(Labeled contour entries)
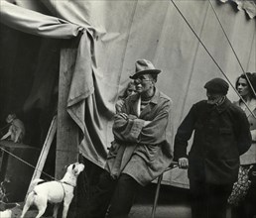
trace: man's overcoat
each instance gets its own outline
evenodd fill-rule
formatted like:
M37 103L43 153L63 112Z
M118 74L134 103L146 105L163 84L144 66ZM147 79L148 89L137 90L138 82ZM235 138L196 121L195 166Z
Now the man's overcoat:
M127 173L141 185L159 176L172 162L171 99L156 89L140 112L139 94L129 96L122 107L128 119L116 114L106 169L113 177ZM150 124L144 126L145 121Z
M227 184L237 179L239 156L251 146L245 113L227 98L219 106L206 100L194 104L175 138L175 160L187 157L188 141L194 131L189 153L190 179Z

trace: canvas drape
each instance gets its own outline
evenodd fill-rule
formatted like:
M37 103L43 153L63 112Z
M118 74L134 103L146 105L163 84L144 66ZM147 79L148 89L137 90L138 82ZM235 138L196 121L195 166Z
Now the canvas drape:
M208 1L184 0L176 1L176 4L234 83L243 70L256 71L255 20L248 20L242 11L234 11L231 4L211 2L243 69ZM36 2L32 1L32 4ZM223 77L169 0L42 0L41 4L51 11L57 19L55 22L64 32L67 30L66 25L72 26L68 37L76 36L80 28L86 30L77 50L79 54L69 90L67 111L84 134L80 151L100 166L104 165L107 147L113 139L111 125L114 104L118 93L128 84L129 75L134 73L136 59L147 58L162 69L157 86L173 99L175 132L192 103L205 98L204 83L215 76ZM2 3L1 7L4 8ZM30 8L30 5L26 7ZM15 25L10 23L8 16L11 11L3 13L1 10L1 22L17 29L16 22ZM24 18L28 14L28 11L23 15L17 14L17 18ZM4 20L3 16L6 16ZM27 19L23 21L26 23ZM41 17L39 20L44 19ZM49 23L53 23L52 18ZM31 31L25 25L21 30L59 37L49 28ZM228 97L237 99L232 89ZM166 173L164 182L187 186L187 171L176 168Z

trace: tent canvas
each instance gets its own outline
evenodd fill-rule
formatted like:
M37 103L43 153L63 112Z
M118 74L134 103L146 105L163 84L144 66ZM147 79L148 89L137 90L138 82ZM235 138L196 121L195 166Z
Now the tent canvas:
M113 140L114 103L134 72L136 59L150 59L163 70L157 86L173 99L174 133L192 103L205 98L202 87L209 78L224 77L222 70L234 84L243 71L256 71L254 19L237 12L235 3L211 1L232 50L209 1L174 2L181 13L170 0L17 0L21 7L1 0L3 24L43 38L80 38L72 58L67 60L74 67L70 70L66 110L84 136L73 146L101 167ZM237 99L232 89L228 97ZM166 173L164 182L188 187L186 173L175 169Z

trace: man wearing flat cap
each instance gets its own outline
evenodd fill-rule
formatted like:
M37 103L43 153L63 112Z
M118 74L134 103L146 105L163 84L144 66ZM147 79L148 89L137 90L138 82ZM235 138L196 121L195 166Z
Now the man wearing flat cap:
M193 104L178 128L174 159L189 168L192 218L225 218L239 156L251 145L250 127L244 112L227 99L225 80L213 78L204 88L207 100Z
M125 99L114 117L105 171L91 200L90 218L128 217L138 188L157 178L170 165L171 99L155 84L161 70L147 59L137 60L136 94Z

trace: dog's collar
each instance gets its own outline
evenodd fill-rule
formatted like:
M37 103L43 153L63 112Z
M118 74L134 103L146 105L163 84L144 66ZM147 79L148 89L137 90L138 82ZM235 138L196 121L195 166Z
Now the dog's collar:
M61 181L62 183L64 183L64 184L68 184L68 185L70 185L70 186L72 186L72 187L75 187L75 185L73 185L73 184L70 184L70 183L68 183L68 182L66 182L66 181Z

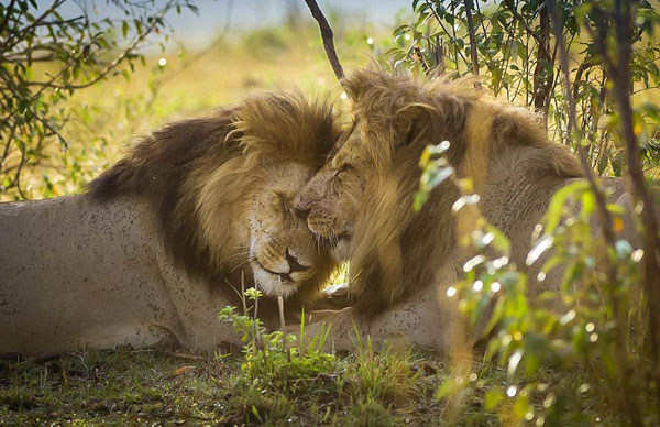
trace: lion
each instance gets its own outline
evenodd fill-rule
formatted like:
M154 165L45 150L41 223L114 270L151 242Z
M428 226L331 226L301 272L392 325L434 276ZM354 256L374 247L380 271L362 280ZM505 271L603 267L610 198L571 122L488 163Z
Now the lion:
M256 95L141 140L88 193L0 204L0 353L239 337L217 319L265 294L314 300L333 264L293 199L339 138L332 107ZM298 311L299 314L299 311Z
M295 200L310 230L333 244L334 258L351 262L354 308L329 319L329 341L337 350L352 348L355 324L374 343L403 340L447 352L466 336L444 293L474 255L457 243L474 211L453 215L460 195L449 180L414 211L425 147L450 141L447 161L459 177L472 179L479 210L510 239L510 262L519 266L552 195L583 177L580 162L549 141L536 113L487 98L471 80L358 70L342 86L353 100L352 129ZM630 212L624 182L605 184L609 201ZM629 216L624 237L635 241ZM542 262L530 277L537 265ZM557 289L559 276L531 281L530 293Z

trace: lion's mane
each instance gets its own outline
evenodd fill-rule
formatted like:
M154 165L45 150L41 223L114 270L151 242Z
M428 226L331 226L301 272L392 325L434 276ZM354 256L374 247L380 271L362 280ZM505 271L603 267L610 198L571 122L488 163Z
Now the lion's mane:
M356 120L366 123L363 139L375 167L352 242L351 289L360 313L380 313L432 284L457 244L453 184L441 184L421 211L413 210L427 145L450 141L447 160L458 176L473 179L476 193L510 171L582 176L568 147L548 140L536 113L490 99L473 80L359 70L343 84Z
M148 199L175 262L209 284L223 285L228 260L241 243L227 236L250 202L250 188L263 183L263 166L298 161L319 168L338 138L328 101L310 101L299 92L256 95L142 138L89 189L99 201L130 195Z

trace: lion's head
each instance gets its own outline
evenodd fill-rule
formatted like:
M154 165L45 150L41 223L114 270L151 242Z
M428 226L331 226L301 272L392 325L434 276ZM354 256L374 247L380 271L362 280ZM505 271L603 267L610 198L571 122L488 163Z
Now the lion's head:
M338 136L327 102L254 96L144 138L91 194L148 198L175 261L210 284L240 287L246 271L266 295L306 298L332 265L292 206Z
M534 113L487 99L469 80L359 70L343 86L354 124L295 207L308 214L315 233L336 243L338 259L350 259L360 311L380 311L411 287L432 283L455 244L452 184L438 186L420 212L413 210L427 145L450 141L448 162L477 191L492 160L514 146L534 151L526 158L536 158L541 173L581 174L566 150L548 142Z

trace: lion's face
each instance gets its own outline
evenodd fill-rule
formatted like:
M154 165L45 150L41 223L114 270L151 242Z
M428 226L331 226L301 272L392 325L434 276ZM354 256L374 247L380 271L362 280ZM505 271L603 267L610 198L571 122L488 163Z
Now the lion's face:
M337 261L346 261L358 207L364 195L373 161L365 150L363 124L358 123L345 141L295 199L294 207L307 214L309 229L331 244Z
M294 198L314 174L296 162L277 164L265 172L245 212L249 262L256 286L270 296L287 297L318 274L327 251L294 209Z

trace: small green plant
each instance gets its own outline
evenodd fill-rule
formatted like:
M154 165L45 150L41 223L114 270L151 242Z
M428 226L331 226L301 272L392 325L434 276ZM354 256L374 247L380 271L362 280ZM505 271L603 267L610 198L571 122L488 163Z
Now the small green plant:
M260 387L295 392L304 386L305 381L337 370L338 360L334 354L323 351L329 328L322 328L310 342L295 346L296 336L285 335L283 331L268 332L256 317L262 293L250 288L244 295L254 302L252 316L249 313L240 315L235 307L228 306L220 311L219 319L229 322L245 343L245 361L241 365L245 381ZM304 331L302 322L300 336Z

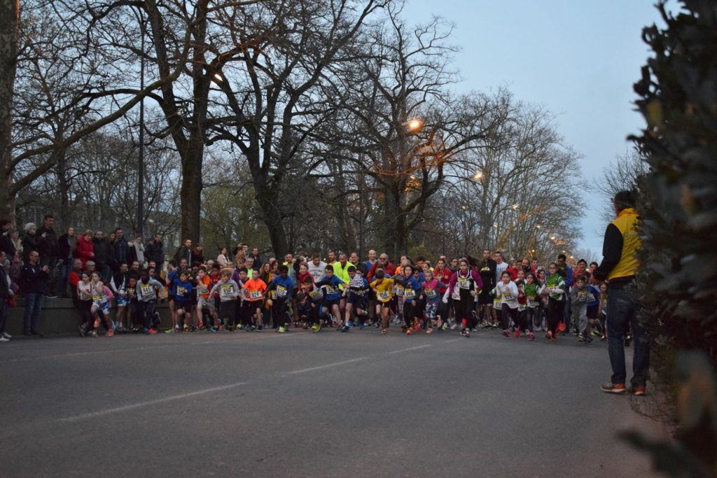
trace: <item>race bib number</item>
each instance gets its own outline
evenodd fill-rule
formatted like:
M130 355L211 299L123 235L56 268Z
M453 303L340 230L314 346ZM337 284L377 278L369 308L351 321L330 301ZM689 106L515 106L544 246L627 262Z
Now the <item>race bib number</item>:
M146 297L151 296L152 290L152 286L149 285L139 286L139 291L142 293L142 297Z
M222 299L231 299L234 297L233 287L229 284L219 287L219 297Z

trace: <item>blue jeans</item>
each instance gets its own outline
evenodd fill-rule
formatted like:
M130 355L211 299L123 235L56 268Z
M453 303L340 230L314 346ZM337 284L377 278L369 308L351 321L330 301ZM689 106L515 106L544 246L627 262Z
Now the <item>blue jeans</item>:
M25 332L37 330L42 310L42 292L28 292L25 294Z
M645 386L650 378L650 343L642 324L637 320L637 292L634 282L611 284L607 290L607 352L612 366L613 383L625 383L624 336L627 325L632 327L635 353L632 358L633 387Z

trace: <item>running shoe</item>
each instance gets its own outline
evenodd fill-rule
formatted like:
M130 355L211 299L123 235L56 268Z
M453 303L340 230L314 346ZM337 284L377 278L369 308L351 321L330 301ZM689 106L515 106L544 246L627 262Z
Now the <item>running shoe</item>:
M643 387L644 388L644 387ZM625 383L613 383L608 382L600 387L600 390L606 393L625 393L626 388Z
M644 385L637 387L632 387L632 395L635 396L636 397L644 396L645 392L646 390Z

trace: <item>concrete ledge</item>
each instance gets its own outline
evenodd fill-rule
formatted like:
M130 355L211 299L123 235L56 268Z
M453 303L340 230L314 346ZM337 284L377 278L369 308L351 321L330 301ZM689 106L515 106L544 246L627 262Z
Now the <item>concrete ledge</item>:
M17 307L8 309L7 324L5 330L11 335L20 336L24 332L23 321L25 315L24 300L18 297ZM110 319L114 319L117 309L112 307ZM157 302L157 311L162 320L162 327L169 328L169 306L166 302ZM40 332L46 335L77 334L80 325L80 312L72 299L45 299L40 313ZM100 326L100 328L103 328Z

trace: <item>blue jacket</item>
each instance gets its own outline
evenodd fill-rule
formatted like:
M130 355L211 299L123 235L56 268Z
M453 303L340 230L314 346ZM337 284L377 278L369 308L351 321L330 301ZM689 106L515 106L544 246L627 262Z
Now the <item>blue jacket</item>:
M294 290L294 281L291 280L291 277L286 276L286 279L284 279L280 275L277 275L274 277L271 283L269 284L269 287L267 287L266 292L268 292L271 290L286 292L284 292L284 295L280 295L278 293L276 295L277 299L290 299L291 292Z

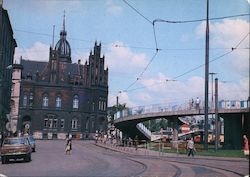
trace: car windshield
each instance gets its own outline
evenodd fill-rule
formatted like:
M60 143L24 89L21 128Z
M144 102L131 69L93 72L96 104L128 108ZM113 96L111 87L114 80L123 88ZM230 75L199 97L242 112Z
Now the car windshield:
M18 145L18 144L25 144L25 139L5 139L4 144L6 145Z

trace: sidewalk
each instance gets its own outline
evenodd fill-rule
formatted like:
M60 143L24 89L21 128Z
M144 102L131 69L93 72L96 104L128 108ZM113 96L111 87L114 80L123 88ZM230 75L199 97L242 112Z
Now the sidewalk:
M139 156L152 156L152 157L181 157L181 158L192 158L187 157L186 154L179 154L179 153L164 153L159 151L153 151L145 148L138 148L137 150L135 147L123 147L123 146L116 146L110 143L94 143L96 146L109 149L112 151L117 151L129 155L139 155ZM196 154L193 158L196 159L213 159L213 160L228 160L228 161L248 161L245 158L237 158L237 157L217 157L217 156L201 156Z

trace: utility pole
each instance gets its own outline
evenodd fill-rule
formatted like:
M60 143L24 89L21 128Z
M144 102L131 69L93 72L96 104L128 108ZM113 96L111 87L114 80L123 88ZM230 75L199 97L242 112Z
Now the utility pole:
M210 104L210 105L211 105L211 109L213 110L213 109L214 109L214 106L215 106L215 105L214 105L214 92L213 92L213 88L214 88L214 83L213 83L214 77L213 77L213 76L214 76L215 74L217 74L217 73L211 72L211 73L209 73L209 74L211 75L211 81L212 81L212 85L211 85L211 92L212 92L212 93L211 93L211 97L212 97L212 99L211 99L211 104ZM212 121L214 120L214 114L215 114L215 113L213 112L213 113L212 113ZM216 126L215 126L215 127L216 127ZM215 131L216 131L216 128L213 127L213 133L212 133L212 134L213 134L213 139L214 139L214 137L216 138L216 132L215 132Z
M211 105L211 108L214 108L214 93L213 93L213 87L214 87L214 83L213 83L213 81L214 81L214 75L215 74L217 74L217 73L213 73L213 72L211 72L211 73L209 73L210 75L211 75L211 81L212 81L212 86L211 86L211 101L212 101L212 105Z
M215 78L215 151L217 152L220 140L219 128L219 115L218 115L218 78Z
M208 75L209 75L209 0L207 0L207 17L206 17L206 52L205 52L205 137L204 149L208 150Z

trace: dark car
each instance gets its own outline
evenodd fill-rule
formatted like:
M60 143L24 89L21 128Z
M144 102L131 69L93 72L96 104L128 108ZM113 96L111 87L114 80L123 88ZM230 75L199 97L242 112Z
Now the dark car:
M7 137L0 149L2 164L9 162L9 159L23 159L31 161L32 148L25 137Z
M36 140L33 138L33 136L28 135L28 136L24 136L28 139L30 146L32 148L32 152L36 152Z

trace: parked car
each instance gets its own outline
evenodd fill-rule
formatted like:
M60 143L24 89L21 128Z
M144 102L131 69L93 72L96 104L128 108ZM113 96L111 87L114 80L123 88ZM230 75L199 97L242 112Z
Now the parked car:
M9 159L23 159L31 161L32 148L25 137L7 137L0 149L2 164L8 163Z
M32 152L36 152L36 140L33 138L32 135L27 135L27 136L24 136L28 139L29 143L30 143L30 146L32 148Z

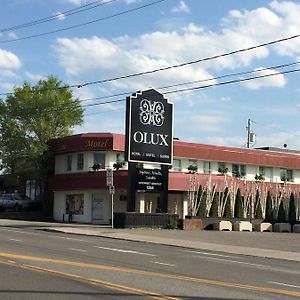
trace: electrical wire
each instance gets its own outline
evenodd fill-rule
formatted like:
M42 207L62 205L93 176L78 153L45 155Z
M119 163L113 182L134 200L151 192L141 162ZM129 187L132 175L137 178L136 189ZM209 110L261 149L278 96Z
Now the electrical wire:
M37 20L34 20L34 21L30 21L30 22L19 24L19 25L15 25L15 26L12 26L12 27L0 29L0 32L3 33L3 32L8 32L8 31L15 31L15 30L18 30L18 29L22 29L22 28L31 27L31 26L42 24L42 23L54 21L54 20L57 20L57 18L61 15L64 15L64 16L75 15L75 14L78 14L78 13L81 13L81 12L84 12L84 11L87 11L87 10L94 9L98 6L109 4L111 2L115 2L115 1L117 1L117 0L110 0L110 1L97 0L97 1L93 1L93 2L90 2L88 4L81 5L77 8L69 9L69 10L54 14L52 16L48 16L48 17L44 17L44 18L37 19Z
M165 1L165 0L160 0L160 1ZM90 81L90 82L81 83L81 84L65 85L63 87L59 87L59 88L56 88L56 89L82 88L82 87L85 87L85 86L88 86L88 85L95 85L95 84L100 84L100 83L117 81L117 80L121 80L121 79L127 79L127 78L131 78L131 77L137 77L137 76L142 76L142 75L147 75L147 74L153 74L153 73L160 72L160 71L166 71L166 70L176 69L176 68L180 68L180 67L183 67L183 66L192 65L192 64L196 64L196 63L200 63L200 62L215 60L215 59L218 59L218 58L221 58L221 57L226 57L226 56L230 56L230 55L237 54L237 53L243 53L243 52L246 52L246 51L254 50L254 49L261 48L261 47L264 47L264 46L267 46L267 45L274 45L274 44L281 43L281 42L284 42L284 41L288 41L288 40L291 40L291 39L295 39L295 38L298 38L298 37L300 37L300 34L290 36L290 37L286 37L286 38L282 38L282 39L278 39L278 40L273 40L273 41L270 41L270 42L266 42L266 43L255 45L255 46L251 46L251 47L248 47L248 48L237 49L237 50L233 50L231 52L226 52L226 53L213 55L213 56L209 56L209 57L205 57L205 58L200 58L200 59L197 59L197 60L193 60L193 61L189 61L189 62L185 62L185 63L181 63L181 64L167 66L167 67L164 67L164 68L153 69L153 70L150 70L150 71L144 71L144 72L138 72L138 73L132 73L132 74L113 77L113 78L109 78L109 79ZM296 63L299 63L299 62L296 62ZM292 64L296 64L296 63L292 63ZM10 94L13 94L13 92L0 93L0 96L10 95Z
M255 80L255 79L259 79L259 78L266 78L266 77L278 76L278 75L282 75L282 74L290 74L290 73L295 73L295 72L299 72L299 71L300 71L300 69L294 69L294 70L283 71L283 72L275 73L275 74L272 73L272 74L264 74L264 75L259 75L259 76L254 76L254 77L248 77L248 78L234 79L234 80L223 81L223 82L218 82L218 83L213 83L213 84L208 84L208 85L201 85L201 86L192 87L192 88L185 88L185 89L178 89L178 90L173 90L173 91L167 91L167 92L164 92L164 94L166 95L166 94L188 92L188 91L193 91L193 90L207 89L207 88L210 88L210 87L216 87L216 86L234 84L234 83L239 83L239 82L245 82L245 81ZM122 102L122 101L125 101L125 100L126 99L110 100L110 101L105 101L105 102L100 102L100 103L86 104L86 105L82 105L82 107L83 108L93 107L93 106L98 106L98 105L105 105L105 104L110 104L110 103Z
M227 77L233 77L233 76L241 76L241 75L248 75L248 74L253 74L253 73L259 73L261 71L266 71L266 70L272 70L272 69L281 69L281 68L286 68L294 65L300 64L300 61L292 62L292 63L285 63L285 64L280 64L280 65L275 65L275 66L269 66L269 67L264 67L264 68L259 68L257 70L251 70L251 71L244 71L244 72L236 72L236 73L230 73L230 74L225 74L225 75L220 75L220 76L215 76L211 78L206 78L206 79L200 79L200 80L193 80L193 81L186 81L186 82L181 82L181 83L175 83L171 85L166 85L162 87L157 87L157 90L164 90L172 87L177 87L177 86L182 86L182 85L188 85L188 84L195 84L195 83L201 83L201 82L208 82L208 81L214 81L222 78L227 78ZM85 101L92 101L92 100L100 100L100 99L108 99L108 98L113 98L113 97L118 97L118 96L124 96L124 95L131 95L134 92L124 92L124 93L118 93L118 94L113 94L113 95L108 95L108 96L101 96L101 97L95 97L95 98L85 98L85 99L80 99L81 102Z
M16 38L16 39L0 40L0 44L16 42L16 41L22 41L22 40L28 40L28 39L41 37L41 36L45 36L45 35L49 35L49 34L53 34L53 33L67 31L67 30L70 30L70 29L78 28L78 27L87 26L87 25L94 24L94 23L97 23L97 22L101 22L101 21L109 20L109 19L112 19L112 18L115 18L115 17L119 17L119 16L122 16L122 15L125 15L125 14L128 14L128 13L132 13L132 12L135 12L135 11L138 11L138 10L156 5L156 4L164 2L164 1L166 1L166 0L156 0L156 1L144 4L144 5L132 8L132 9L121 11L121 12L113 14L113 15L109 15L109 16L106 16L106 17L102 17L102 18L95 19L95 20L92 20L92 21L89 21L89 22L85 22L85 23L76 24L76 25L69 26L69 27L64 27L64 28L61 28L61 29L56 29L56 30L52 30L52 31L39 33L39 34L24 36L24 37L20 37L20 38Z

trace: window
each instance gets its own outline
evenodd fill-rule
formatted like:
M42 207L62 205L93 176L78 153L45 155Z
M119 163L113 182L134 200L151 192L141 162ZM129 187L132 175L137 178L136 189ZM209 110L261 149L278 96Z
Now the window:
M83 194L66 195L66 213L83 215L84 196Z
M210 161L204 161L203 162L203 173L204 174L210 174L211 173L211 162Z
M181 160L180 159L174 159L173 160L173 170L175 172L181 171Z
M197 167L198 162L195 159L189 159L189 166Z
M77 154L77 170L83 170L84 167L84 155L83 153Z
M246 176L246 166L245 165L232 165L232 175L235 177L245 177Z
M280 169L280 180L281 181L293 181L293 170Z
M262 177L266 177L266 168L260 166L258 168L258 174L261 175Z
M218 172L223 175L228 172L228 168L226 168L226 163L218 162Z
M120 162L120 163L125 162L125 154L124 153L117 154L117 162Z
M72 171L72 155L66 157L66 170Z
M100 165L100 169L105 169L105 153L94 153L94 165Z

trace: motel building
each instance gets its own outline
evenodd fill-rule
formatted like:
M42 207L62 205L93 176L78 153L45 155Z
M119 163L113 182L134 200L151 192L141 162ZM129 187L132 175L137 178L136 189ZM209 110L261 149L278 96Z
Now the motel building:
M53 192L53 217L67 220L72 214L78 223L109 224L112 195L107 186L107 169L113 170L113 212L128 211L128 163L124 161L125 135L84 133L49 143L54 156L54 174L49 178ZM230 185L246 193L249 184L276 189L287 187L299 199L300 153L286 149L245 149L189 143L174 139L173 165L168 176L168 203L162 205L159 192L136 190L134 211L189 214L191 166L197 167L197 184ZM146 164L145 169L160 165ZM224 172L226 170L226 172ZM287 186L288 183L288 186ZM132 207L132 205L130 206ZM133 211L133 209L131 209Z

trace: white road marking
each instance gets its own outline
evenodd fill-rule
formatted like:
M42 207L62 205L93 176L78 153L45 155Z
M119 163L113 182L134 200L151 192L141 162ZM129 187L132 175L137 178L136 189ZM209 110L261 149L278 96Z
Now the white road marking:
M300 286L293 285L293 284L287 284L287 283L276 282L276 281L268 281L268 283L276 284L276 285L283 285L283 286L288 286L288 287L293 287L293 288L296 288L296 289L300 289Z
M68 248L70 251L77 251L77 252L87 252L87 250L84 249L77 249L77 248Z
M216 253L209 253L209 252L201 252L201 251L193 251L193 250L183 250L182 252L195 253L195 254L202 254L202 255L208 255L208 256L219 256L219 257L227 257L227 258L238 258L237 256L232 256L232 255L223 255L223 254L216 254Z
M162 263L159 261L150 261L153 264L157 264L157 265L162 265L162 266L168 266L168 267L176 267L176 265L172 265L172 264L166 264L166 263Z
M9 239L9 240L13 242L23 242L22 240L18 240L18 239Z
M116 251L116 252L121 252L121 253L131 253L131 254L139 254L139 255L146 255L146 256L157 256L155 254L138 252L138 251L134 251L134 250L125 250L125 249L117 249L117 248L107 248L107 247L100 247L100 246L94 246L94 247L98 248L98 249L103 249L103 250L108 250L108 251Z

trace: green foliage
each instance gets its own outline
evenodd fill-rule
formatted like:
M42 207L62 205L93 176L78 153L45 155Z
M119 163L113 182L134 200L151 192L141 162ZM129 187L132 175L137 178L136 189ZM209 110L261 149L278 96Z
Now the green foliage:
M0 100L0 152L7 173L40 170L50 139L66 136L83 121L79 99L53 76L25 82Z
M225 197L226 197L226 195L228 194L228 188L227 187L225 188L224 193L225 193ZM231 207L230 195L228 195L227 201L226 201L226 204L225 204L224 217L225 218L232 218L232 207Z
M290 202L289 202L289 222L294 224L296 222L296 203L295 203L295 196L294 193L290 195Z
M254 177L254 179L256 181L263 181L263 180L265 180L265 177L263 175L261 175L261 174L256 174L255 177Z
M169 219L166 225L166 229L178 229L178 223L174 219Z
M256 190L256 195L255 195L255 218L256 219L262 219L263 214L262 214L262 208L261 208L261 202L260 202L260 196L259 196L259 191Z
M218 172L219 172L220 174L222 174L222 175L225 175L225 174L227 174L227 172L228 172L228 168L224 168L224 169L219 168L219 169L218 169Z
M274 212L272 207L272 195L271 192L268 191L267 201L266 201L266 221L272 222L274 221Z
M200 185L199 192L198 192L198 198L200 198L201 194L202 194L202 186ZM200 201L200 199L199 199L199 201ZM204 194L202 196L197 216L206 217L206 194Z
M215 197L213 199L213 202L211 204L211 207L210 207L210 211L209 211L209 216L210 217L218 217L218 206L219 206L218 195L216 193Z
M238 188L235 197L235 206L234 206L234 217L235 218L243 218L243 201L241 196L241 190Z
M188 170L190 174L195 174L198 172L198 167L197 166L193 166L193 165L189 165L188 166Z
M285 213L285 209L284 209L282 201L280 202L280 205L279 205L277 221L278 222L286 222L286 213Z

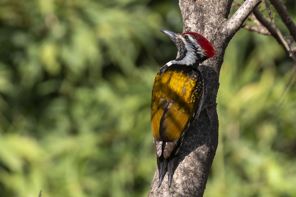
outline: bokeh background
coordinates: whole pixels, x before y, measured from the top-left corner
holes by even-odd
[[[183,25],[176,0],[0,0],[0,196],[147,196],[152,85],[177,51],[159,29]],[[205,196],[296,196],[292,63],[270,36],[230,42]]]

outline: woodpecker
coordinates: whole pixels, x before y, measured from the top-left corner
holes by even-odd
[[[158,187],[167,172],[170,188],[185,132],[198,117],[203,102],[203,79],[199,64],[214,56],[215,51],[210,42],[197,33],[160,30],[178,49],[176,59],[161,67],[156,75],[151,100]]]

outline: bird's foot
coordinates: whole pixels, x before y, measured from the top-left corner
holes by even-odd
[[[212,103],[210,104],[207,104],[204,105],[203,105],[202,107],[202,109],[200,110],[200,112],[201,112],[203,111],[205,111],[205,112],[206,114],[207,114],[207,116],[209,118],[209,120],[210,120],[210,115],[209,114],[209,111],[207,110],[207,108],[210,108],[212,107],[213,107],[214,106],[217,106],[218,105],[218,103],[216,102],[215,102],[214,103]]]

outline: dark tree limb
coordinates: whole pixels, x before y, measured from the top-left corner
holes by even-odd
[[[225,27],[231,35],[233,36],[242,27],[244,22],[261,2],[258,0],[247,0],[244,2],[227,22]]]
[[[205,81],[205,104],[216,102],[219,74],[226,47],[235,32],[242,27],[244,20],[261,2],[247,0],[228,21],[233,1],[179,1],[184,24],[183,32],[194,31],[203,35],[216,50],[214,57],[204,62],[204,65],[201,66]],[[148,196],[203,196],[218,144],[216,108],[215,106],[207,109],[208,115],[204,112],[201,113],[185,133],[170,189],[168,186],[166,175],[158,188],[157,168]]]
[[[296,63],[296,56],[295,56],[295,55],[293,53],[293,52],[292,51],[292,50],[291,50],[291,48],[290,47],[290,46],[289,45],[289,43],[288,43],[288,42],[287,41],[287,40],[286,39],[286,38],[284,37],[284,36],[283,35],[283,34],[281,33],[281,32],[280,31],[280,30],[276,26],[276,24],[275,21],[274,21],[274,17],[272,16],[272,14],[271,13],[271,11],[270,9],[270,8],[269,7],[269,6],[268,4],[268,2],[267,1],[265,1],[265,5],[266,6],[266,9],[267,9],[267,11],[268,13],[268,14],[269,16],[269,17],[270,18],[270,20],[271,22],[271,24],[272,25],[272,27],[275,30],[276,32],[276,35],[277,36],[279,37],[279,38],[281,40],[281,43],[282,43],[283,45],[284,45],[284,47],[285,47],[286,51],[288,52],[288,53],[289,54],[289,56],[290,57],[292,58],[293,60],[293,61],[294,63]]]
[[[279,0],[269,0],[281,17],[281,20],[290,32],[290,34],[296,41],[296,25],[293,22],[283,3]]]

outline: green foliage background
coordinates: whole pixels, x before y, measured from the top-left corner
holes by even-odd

= Requirements =
Copy out the lines of the records above, from the line with "trace: utility pole" to the line with "M211 105L211 108L214", both included, reproducing each one unchanged.

= Completed task =
trace: utility pole
each instance gets its own outline
evenodd fill-rule
formatted like:
M60 143L24 89L21 128Z
M144 102L131 69L93 72L96 104L128 108ZM113 96L111 87L114 80L123 88ZM230 75L199 97L242 112Z
Now the utility pole:
M210 104L210 105L211 105L211 109L213 110L213 109L214 109L214 106L215 106L215 105L214 105L214 92L213 92L213 88L214 88L214 83L213 83L214 77L213 77L213 76L214 76L215 74L217 74L217 73L211 72L211 73L209 73L209 74L211 75L211 81L212 81L212 85L211 85L211 92L212 92L212 93L211 93L211 97L212 97L212 99L211 99L211 104ZM212 121L214 120L214 114L215 114L215 113L213 112L213 113L212 113ZM216 126L215 126L215 127L216 127ZM215 131L216 131L216 128L213 127L213 133L212 133L212 134L213 134L213 139L214 139L214 137L216 138L216 132L215 132Z
M211 105L211 108L214 108L214 93L213 93L213 87L214 87L214 83L213 83L213 81L214 81L214 75L215 74L217 74L217 73L213 73L213 72L211 72L211 73L209 73L210 75L211 75L211 81L212 81L212 86L211 86L211 101L212 101L212 105Z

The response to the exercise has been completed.